Friday, May 15, 2009

Night at the (New) Marigold

Tina & Alan's Wedding Banquet
(or Lessons in All You Can Eat)

Some people believe that going All You Can Eat is good value - some like the variety, some like the price. In some ways, attending a traditional Chinese Wedding Banquet is a little like All You Can Eat.

At Tina & Alan's wedding banquet, which took place last Sunday night at the New Marigold in Chinatown, I ate more than I did when we recently sampled the fare at the Central Coast RSL. There, it appears, I was quite restrained. I ate a wide variety of dishes but, with each forkful, I really considered whether every morsel that I put into my mouth was worth the space in my stomach. I knew there was a lot more food than I could ever conceivably fit in at one sitting.

Which leaves me asking why that night, I ate till I literally could eat no more (and yes, in good old Chinese tradition, we took home the leftovers)!

We know that a Wedding is a cause for celebration. Every family wants to show their happiness at the union of two people who were fortunate enough to meet and fall in love. A traditional Wedding Banquet contains 8 dishes - eight because the Cantonese word sounds like the word for "good luck". But there is also the great tradition of giving your children the best - perhaps that is why there were 12 courses on Sunday night's menu!

The evening starts promisingly with empty stomachs and empty dishes taunting the guests who, knowing what they're in for, have starved themselves in anticipation.

The MC assured us that each dish was specially selected as it was symbolic of one or more aspects of a good union.

Thanks to a little googling and L. K. Yee, ( ) I can also reveal the following:

The lobster (or dragon) symbolising the man, the chicken (or phoenix) symbolising the woman; having both representing balance in the new relationship. Also, the Cantonese word for Fried Chicken sounds like "good life".

Roast pork is the symbol of purity, Shark's Fin Soup (as the principle ingredient is quite expensive and illegal to harvest) symbolises wealth.

________________________

# What you are asked to do:
Transcribe the wedding banquet post word for word, starting with "The evening starts" and going on through "harvest) symbolises wealth.".

________________________

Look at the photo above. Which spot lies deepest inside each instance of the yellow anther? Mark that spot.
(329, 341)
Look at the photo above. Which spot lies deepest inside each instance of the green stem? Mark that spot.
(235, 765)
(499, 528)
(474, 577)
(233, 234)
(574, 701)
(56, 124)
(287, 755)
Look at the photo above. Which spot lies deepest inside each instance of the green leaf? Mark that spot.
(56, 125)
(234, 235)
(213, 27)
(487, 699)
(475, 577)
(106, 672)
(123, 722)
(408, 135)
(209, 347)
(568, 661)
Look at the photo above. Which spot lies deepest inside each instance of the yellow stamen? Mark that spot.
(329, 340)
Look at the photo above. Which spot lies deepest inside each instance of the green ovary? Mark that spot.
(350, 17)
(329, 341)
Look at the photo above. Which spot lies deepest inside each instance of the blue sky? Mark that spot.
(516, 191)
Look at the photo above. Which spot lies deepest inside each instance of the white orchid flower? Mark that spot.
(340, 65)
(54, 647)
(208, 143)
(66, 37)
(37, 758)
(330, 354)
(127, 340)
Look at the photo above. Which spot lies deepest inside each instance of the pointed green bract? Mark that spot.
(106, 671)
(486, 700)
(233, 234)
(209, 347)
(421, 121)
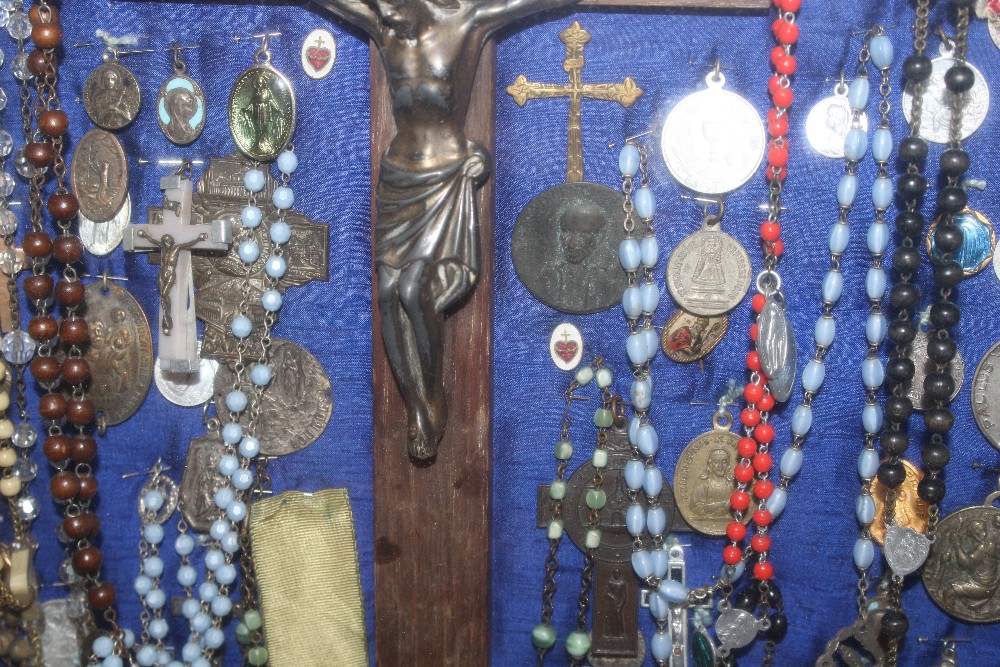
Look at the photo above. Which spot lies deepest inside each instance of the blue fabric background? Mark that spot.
(669, 55)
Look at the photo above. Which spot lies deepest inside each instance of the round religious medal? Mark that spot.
(120, 354)
(565, 247)
(180, 109)
(935, 123)
(962, 573)
(713, 141)
(688, 337)
(99, 175)
(978, 241)
(262, 112)
(111, 95)
(829, 121)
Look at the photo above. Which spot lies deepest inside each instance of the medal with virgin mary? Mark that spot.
(262, 109)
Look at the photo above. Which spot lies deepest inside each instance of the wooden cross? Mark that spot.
(175, 231)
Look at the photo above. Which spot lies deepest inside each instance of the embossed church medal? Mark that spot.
(565, 247)
(910, 509)
(566, 346)
(99, 175)
(120, 352)
(978, 241)
(101, 238)
(297, 405)
(829, 121)
(962, 572)
(922, 365)
(986, 395)
(688, 337)
(935, 121)
(713, 140)
(111, 94)
(319, 53)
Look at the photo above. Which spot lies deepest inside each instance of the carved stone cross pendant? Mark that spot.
(174, 232)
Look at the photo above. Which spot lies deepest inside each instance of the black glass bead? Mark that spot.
(952, 199)
(917, 68)
(945, 314)
(931, 489)
(891, 473)
(959, 78)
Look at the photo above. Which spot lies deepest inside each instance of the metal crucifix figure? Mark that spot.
(426, 236)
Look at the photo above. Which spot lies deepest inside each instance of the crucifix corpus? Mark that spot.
(174, 231)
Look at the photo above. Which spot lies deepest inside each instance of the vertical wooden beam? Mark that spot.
(432, 523)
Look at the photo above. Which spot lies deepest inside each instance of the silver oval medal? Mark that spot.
(261, 112)
(713, 141)
(111, 95)
(180, 109)
(99, 175)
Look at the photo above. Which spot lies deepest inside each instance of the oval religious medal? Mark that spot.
(180, 109)
(99, 175)
(120, 352)
(935, 119)
(962, 573)
(829, 121)
(319, 52)
(565, 247)
(713, 141)
(688, 337)
(262, 112)
(978, 241)
(566, 346)
(111, 95)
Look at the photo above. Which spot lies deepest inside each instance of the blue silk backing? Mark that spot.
(669, 55)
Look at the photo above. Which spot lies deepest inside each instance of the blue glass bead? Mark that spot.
(881, 50)
(260, 375)
(275, 266)
(867, 463)
(631, 302)
(254, 180)
(271, 300)
(628, 160)
(241, 326)
(847, 189)
(283, 197)
(645, 202)
(791, 461)
(840, 235)
(801, 420)
(251, 217)
(864, 554)
(857, 93)
(288, 162)
(882, 144)
(629, 254)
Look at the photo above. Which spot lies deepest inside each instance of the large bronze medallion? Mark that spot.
(99, 176)
(565, 247)
(120, 353)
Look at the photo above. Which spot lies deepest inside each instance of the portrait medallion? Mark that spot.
(111, 95)
(565, 247)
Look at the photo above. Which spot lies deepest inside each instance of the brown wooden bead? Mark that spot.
(101, 597)
(37, 244)
(52, 406)
(63, 206)
(76, 370)
(87, 560)
(65, 486)
(74, 331)
(67, 249)
(56, 448)
(43, 327)
(53, 122)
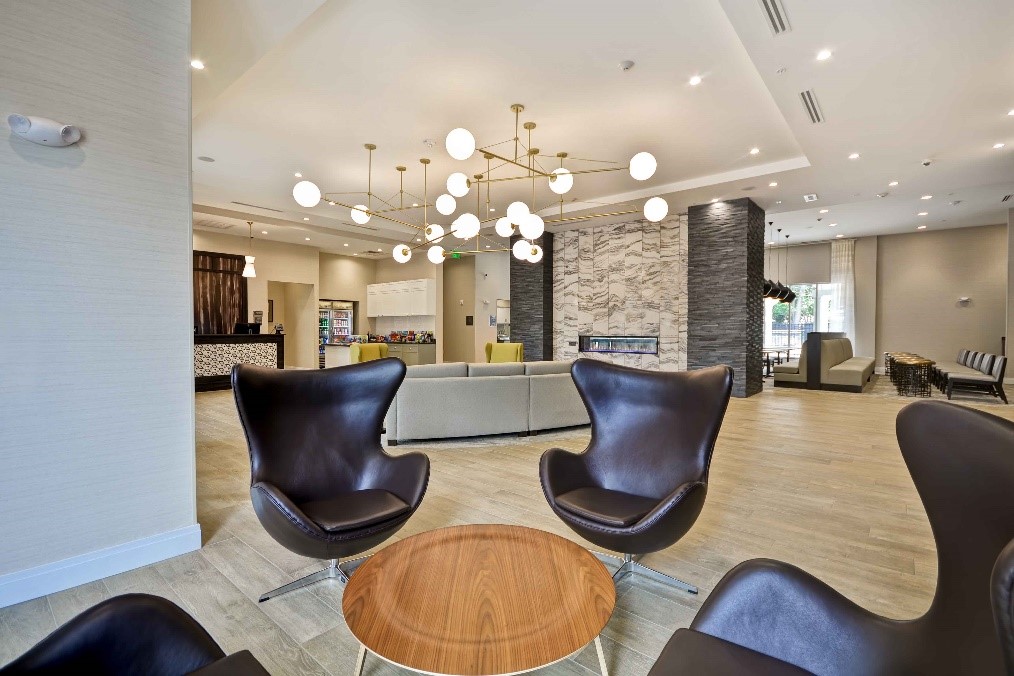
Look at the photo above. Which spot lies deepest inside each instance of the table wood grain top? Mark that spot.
(483, 599)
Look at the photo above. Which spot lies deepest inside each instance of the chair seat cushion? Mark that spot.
(611, 508)
(692, 653)
(356, 510)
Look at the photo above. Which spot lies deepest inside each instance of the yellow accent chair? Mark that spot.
(499, 353)
(366, 352)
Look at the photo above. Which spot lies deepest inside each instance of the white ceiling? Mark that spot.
(302, 90)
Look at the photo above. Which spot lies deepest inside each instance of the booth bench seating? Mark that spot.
(976, 371)
(458, 399)
(825, 362)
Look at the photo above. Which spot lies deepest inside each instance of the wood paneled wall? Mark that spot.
(219, 292)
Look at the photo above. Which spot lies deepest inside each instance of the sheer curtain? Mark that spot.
(843, 279)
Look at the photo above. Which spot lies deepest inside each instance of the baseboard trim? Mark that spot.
(61, 575)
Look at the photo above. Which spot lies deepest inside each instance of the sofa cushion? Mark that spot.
(351, 511)
(449, 370)
(505, 369)
(612, 508)
(546, 368)
(788, 367)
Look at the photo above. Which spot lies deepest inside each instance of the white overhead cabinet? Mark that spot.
(402, 299)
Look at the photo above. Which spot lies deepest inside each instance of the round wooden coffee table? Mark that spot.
(479, 600)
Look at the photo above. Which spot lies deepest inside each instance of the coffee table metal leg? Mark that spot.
(601, 658)
(360, 660)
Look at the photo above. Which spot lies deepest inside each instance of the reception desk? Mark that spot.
(215, 355)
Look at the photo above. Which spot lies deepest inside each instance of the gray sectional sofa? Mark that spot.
(458, 399)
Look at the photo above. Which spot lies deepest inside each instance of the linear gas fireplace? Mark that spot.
(629, 345)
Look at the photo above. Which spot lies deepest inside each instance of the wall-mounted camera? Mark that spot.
(44, 131)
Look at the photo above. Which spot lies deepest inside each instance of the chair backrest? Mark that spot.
(367, 352)
(651, 431)
(1003, 602)
(313, 433)
(499, 353)
(962, 464)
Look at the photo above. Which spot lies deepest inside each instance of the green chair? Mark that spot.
(499, 353)
(366, 352)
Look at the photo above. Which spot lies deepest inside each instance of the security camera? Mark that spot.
(44, 131)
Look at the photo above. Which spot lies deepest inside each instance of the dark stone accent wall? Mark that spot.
(531, 302)
(725, 290)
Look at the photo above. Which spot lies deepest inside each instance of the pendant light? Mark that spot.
(248, 268)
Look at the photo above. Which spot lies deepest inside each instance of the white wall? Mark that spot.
(96, 408)
(492, 283)
(276, 261)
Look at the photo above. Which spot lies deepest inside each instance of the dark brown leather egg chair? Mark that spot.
(320, 482)
(962, 464)
(641, 483)
(129, 634)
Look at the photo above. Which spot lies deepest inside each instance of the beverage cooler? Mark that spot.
(336, 322)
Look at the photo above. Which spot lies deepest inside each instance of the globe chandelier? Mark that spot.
(463, 235)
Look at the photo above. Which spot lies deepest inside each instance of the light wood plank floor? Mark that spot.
(814, 478)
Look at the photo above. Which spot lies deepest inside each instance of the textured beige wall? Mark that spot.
(96, 408)
(459, 300)
(920, 278)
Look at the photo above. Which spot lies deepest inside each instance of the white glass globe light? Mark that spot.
(434, 232)
(504, 227)
(516, 212)
(360, 214)
(457, 184)
(306, 194)
(465, 226)
(521, 249)
(402, 253)
(655, 209)
(563, 182)
(532, 226)
(446, 205)
(643, 166)
(460, 143)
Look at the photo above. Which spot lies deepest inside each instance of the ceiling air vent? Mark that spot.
(775, 13)
(812, 107)
(254, 206)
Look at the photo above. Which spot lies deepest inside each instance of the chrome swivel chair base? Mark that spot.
(628, 566)
(337, 571)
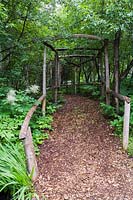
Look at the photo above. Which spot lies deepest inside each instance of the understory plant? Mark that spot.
(117, 122)
(14, 106)
(13, 173)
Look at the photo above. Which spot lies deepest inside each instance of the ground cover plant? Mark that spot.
(13, 108)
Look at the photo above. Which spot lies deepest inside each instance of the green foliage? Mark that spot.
(13, 172)
(90, 90)
(108, 110)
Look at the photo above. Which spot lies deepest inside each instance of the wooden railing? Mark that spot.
(126, 120)
(26, 136)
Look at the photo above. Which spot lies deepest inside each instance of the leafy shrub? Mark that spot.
(13, 172)
(108, 110)
(90, 90)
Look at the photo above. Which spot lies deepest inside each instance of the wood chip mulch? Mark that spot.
(83, 160)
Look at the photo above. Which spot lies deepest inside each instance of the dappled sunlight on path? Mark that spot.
(83, 160)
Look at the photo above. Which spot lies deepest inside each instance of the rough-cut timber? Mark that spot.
(76, 56)
(24, 128)
(91, 37)
(126, 125)
(83, 160)
(30, 155)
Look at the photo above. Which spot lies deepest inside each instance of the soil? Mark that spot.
(83, 160)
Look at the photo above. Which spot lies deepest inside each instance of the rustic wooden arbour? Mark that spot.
(25, 133)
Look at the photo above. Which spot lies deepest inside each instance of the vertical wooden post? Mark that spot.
(30, 155)
(107, 71)
(116, 66)
(56, 79)
(0, 58)
(59, 74)
(101, 73)
(44, 83)
(75, 80)
(126, 125)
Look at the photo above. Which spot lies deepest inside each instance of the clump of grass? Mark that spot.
(13, 172)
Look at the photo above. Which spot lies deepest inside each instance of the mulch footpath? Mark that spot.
(83, 160)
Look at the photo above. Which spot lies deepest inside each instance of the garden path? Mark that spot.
(83, 160)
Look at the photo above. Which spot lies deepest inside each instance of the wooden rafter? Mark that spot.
(75, 56)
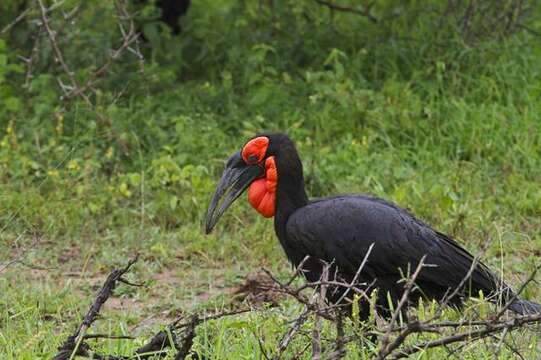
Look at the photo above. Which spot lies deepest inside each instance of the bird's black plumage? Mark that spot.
(341, 229)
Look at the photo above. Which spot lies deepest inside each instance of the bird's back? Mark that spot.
(342, 228)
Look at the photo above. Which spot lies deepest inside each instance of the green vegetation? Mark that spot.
(407, 110)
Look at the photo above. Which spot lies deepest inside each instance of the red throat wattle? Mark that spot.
(262, 192)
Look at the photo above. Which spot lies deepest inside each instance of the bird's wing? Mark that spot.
(341, 229)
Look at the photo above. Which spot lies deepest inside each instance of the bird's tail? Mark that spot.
(525, 307)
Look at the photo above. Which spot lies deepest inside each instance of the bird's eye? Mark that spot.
(254, 151)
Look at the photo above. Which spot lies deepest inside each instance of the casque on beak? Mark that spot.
(236, 178)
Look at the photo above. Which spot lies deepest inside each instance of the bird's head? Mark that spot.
(254, 167)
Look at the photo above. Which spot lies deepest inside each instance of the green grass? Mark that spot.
(452, 133)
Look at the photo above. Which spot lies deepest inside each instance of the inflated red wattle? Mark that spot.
(262, 192)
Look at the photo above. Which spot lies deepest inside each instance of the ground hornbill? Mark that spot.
(341, 229)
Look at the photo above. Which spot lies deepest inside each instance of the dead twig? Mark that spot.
(74, 344)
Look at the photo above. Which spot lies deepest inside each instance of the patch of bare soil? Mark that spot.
(256, 290)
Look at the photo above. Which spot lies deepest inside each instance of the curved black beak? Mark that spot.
(236, 177)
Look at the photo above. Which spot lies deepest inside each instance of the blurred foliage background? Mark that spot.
(116, 147)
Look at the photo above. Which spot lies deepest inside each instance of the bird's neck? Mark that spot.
(290, 192)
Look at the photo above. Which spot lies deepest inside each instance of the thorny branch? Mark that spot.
(180, 334)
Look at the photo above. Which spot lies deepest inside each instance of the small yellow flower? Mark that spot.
(53, 173)
(73, 165)
(109, 153)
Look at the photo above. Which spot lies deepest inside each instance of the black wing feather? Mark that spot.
(342, 228)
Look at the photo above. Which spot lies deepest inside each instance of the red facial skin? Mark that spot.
(262, 192)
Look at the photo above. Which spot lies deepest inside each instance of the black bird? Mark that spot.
(341, 229)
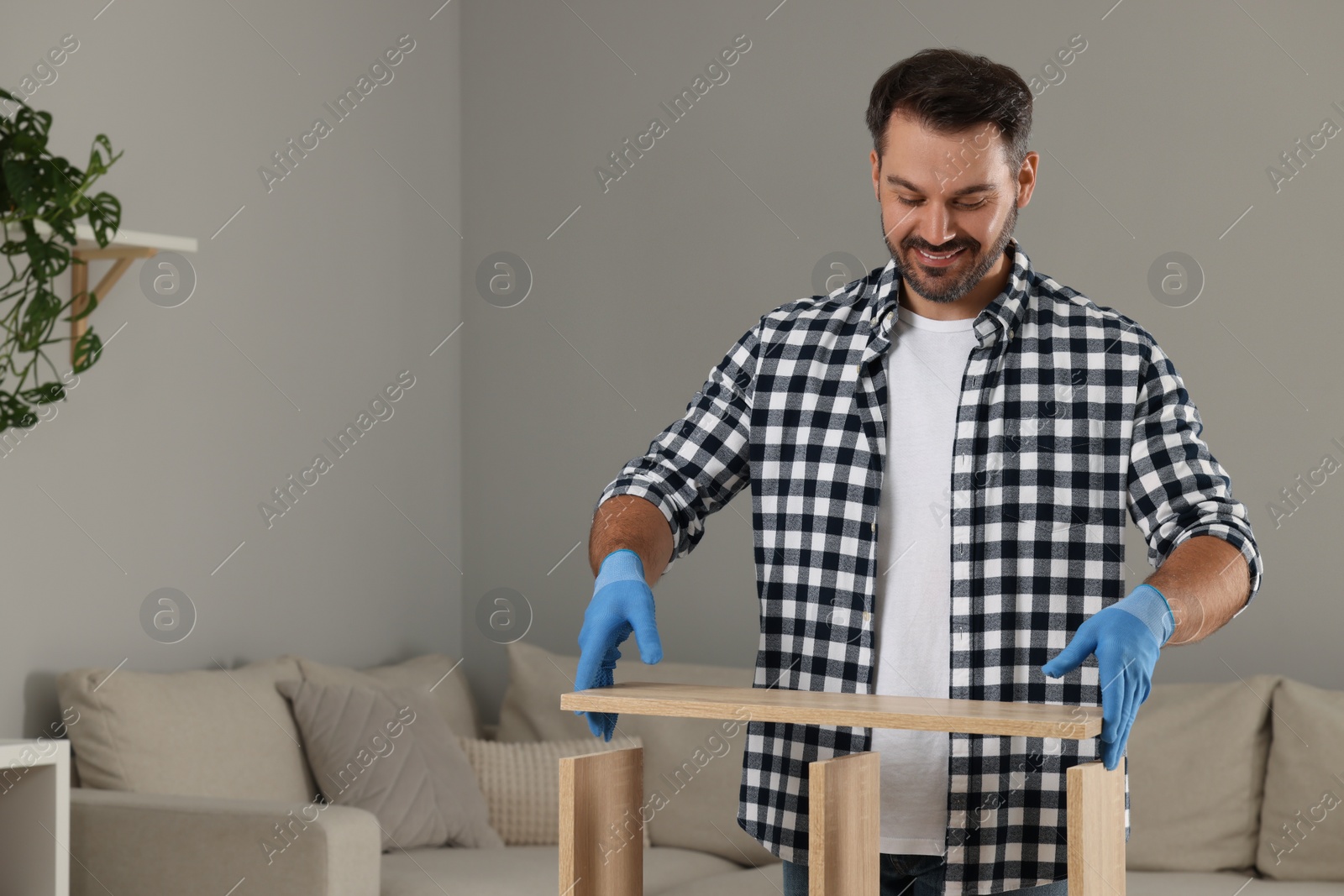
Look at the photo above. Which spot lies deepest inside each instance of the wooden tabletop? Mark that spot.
(857, 710)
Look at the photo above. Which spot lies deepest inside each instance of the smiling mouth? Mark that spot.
(938, 259)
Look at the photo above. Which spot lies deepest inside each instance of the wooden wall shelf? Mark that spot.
(124, 248)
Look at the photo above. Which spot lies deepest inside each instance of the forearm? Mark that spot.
(631, 521)
(1206, 582)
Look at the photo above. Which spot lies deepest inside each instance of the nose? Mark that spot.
(934, 224)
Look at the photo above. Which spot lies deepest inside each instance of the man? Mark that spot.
(940, 457)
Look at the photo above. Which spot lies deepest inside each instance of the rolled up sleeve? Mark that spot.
(701, 461)
(1176, 488)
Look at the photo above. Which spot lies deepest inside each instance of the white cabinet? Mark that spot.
(35, 817)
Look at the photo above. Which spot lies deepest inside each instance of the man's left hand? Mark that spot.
(1126, 637)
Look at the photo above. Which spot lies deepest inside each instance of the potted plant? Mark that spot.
(42, 197)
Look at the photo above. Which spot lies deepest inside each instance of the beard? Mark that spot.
(947, 284)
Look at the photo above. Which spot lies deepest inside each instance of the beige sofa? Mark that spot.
(187, 775)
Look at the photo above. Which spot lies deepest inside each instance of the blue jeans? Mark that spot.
(907, 876)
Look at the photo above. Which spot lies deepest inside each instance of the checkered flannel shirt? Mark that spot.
(1068, 414)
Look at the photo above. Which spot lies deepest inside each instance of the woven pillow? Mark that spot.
(391, 752)
(522, 783)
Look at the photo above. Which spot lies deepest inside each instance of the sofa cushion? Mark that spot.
(1196, 775)
(207, 732)
(692, 768)
(526, 871)
(387, 750)
(441, 673)
(1303, 819)
(522, 783)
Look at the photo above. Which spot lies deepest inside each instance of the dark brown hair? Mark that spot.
(949, 90)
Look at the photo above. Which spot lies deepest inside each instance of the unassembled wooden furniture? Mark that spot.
(601, 789)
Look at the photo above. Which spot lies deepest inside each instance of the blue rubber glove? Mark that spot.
(1126, 637)
(622, 604)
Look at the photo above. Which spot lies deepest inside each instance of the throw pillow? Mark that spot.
(1196, 775)
(445, 678)
(522, 783)
(202, 732)
(1303, 819)
(391, 752)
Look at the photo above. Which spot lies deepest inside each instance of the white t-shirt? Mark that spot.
(924, 367)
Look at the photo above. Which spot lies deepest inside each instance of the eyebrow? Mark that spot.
(974, 188)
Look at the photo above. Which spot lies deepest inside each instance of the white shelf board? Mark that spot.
(84, 233)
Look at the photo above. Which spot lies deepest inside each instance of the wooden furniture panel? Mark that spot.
(844, 810)
(826, 708)
(600, 795)
(1095, 831)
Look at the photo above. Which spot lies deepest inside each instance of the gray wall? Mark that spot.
(307, 305)
(1156, 140)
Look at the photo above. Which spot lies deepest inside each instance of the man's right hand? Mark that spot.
(622, 604)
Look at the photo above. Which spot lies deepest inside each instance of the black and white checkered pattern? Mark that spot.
(1068, 414)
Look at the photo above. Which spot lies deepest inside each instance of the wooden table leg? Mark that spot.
(1095, 831)
(601, 829)
(843, 825)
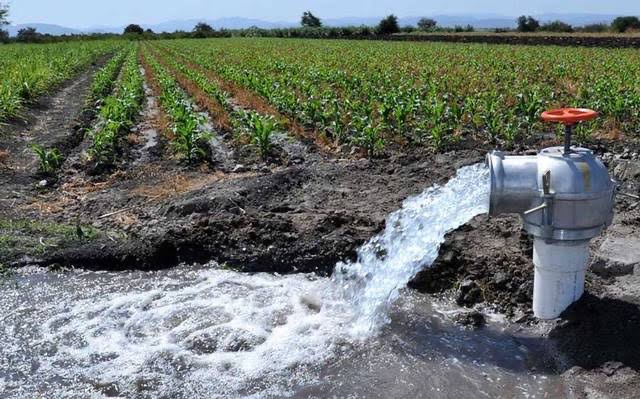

________________________

# Your response:
The evening starts promisingly with empty stomachs and empty dishes taunting the guests who, knowing what they're in for, have starved themselves in anticipation.

The MC assured us that each dish was specially selected as it was symbolic of one or more aspects of a good union.

Thanks to a little googling and L. K. Yee, ( ) I can also reveal the following:

The lobster (or dragon) symbolising the man, the chicken (or phoenix) symbolising the woman; having both representing balance in the new relationship. Also, the Cantonese word for Fried Chicken sounds like "good life".

Roast pork is the symbol of purity, Shark's Fin Soup (as the principle ingredient is quite expensive and illegal to harvest) symbolises wealth.